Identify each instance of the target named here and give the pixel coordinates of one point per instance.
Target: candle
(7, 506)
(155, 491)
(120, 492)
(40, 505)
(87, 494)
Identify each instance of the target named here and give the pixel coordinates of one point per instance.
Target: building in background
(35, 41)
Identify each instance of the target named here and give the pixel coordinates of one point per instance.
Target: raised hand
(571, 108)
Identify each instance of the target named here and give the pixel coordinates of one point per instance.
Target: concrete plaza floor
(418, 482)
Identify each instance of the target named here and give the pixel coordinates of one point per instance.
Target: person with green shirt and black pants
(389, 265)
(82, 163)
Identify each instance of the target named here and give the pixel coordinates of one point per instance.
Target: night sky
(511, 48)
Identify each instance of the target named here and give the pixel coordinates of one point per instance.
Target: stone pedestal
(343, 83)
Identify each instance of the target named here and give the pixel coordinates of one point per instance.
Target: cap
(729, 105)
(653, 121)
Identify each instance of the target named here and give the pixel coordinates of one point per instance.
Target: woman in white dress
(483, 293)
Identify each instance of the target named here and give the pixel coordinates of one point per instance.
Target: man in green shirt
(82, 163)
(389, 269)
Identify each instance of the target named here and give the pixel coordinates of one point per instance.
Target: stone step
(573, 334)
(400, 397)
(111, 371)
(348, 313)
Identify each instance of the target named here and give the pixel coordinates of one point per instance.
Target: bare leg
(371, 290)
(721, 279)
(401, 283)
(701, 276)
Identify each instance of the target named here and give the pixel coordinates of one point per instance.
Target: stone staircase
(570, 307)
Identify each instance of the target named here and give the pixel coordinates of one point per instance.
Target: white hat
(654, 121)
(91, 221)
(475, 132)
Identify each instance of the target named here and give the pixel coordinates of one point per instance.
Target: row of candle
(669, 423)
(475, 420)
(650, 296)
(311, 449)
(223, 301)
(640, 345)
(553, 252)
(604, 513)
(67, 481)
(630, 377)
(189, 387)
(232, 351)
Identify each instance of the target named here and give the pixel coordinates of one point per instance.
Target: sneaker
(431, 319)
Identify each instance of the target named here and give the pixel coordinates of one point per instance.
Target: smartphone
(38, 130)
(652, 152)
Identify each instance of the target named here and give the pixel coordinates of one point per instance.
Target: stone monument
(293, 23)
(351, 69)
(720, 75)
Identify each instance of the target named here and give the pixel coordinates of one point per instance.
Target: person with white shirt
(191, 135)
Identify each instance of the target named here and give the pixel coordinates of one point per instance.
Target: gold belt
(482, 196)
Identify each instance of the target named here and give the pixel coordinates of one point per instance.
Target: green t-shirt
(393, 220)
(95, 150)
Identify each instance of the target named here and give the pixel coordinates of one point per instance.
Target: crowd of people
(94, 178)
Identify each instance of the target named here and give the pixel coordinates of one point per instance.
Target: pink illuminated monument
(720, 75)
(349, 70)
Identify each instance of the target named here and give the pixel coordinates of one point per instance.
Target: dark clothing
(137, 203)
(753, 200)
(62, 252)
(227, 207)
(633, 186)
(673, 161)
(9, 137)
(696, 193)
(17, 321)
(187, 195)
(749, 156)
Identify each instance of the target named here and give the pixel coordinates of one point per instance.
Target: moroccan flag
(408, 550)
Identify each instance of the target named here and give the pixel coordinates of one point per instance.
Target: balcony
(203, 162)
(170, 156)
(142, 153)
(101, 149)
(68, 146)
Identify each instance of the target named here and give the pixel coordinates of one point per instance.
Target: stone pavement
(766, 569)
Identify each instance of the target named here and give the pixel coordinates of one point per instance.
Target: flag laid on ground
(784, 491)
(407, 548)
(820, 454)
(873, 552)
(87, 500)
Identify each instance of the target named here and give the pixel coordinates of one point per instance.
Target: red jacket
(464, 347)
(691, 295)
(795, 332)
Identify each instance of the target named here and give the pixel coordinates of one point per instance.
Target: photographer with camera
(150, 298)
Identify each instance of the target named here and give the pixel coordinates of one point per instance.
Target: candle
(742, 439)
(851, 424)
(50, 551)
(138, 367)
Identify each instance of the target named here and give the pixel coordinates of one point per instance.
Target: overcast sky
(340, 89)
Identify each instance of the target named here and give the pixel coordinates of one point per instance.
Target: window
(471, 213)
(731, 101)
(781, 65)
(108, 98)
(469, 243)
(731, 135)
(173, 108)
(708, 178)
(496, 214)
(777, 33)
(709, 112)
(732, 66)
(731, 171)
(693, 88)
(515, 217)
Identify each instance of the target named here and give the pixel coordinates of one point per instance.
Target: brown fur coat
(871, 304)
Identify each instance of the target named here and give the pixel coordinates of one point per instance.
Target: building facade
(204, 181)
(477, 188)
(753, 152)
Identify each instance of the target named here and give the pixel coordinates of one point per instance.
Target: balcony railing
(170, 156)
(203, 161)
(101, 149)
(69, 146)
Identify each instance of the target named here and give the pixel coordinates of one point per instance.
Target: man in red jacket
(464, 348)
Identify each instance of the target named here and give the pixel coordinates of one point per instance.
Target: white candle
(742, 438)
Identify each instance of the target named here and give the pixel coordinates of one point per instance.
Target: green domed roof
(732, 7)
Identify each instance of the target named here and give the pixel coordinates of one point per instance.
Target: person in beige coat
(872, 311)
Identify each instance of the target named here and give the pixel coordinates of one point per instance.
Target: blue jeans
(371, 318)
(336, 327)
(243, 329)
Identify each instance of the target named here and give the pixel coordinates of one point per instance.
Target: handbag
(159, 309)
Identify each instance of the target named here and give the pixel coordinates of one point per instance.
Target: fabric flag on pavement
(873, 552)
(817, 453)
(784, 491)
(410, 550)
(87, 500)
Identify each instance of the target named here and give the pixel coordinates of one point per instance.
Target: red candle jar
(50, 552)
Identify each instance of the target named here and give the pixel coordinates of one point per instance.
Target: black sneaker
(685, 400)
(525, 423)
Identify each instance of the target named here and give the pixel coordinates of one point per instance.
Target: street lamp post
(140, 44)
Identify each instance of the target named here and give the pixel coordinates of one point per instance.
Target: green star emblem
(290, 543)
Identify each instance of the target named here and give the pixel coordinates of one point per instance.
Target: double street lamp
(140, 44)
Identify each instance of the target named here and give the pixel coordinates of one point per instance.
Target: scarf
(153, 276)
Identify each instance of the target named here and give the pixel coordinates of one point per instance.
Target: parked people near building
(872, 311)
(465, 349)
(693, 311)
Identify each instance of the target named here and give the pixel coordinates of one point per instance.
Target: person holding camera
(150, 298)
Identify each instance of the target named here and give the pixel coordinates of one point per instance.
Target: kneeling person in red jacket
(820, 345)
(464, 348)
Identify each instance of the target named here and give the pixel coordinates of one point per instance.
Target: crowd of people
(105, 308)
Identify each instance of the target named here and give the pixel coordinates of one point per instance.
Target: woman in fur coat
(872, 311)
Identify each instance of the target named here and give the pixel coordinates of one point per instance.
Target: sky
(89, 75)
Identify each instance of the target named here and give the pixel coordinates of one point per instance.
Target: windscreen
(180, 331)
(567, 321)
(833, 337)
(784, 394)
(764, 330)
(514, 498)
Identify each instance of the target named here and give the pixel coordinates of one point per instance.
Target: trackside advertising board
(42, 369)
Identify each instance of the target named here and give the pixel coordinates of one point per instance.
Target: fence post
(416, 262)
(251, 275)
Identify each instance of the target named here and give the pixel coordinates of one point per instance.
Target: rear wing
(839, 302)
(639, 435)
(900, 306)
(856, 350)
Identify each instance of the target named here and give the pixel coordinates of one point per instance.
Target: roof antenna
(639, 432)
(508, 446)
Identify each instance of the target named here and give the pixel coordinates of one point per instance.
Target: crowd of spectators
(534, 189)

→ What is needed
Copy the full listing exactly.

→ Task output
Identify each instance of the target named here and give the pixel coordinates of one point per instance.
Target: candle
(7, 506)
(155, 491)
(120, 492)
(40, 505)
(87, 494)
Identify each instance of the target named here and give the pixel coordinates of one point per instance.
Target: building in background
(35, 41)
Identify each instance of the target named here and give the pixel coordinates of one point per instance.
Target: raised hand
(571, 108)
Identify each instance of the target named here and give the pixel coordinates of one point per instance.
Target: concrete plaza floor
(418, 482)
Identify each instance of the target named here and give the pixel coordinates of one point per instance.
Target: person with green shirt and black pants
(389, 265)
(82, 163)
Identify each instance of the target named here and give the pixel coordinates of one point per instance.
Target: night sky
(511, 48)
Identify each instance of the target named here and give the pixel coordinates of one point per instance.
Target: stone pedestal
(343, 83)
Identify each instance of the target named here and give the pixel coordinates of one point per instance.
Target: cap
(729, 105)
(653, 121)
Identify each instance of the target named here and give the pixel coordinates of one point per instance.
Target: woman in white dress
(483, 293)
Identify each instance of the target named here and give the pixel coordinates of one point per instance.
Target: man in green shirt
(82, 163)
(389, 269)
Identify each instance of the target named here and give the pixel coordinates of one point per instance.
Target: stone step
(573, 334)
(400, 397)
(111, 371)
(348, 313)
Identify each instance of the target named here and give the pixel coordinates of one point per instance.
Target: bare leg
(371, 290)
(721, 279)
(401, 283)
(701, 276)
Identify each instance of the target named here and give the pixel coordinates of one point per instance.
Target: stone staircase
(570, 307)
Identify each instance of the target named here and give the pixel coordinates of one point per instance.
Target: white hat
(654, 121)
(91, 221)
(475, 132)
Identify each instance of the target named here and give the pixel coordinates of one point per instance.
Target: row of candle
(669, 423)
(475, 420)
(650, 296)
(311, 449)
(223, 301)
(640, 345)
(553, 252)
(604, 513)
(67, 481)
(630, 377)
(189, 387)
(232, 351)
Identify each instance of the target named here and give the pixel coordinates of one point per instance.
Target: sneaker
(431, 319)
Identify each instance of the target named here and give the pixel coordinates of one point per instance.
Target: smartphone
(38, 130)
(652, 152)
Identify each instance of the target named here and give the pixel coordinates of one point per instance.
Target: stone monument
(293, 23)
(351, 69)
(720, 75)
Identify each instance of the target named here and give the pixel coordinates of one point per instance.
Target: person with white shirt
(191, 135)
Identify each instance of the target named here and give the pixel coordinates of one point per instance.
Target: gold belt
(482, 196)
Identify each instance of the target named here and give the pixel coordinates of one point per instance.
Target: green t-shirt
(393, 220)
(95, 150)
Identify each instance of the target named here and give the pixel coordinates of one point per instance.
Target: crowd of people
(94, 178)
Identify each instance of the target named here and give the pixel coordinates of one point per instance.
Target: pink illuminated monument
(720, 75)
(349, 70)
Identify each instance of the target named here and give the pixel coordinates of one point per instance.
Target: dark clothing
(137, 203)
(753, 200)
(62, 252)
(227, 207)
(633, 186)
(673, 161)
(9, 137)
(696, 193)
(17, 321)
(187, 195)
(749, 156)
Identify each instance of the target named here and give the pixel coordinates of one point per instance.
Target: moroccan flag
(408, 550)
Identify each instance of the target named here and give the pixel coordinates of one point per instance.
Target: balcony
(203, 162)
(170, 156)
(142, 153)
(101, 149)
(68, 146)
Identify each instance of the target named here and give the pixel coordinates of one point per instance.
Target: stone pavement
(766, 569)
Identify each instance of the target named here and give the pixel coordinates of one point per instance.
Target: flag laid on ground
(784, 491)
(407, 548)
(820, 454)
(873, 552)
(87, 500)
Identify each instance of the target named here and give the pixel coordinates of one point per instance.
Target: red jacket
(464, 347)
(691, 295)
(795, 332)
Identify each instance of the target named here and give the pixel coordinates of one point per instance.
Target: photographer with camera
(150, 298)
Identify each instance of the target named here and give the pixel coordinates of one point per instance.
Target: candle
(742, 439)
(851, 424)
(50, 551)
(138, 367)
Identify each instance of the target named here and give the pixel coordinates of one point per instance.
Target: overcast sky
(340, 89)
Identify each instance of the target named here and give the pixel coordinates of one point per instance.
Target: window
(471, 213)
(731, 101)
(781, 65)
(108, 98)
(469, 243)
(731, 135)
(173, 108)
(708, 178)
(496, 214)
(777, 33)
(709, 112)
(732, 66)
(731, 171)
(693, 88)
(515, 217)
Identify each instance of the target named here and give the pixel coordinates of one point per instance.
Target: brown fur coat
(871, 304)
Identify each instance of the target named here and give the pixel coordinates of one point per instance.
Target: building facade
(204, 181)
(477, 188)
(753, 152)
Identify each instance of the target named here and give the pixel coordinates of one point per instance.
Target: balcony railing
(170, 156)
(203, 161)
(101, 149)
(69, 146)
Identify each instance of the target named here and give the pixel coordinates of one point per instance.
Target: man in red jacket
(464, 348)
Identify each instance of the target named here and give the pixel coordinates of one point per instance.
Target: white candle
(742, 438)
Identify each instance of the target named here and give the pixel coordinates of one point per instance.
Target: green domed roof
(732, 7)
Identify each instance of the target named here and give the pixel coordinates of one point per instance.
Target: person in beige coat
(872, 311)
Identify each instance of the target named here and give the pixel coordinates of one point per instance.
Target: blue jeans
(371, 318)
(336, 327)
(243, 329)
Identify each instance of the target named here and give the pixel coordinates of one point per instance.
Target: handbag
(159, 309)
Identify each instance of the target named here and give the pixel coordinates of one point per instance.
Target: fabric flag on pavement
(873, 552)
(817, 453)
(784, 491)
(410, 550)
(87, 500)
Identify each instance of the target named here and give the pixel coordinates of one point per instance.
Target: red candle jar
(50, 552)
Identify each instance of the target named here and give the pixel coordinates of one point per instance.
Target: black sneaker
(685, 400)
(525, 423)
Identify each instance of the target named here and give the pixel coordinates of one point per instance.
Target: street lamp post
(140, 44)
Identify each instance of the target named here and give the pixel coordinates of one point per instance.
Target: green star emblem
(290, 543)
Identify each instance of the target named here and give the pixel coordinates of one point per instance.
Target: double street lamp
(140, 44)
Identify each instance of the target named here and give the pixel coordinates of one point per instance.
Target: scarf
(153, 276)
Identify each instance of the target named here and give the pixel coordinates of one point per instance.
Target: parked people near building
(872, 311)
(465, 349)
(693, 311)
Identify each instance of the target named here and give the pixel coordinates of one point per instance.
Target: person holding camera
(150, 298)
Identify each instance of the target named here and give the pixel coordinates of one point per instance.
Target: kneeling person in red jacket
(820, 345)
(464, 348)
Identify each instance of the target named here and give the pixel coordinates of one point per instance.
Target: crowd of people
(105, 308)
Identify each instance of the target named here and give the pixel coordinates of one point per instance.
Target: woman in fur coat
(872, 311)
Identify each instance of the target named here and give the pixel coordinates of one point per instance.
Target: sky
(89, 75)
Identify each instance of the target named here and give the pixel coordinates of one point per instance.
Target: windscreen
(180, 331)
(567, 321)
(833, 337)
(784, 394)
(764, 330)
(514, 498)
Identify each instance of the target named here and give the pixel coordinates of one point per instance.
Target: trackside advertising board
(42, 369)
Identify each instance of the target named here and give the pixel coordinates of one point per instance.
Target: fence post
(416, 262)
(251, 275)
Identify each instance of the target named here and give the pixel coordinates of one point per instance.
Target: rear wing
(839, 302)
(639, 435)
(900, 306)
(856, 350)
Identify each instance of the target named here and give the pixel coordinates of one point per instance.
Target: roof antenna
(639, 432)
(508, 446)
Identify each instance of the target named here and give the pixel coordinates of one point per instance.
Target: crowd of spectators
(534, 189)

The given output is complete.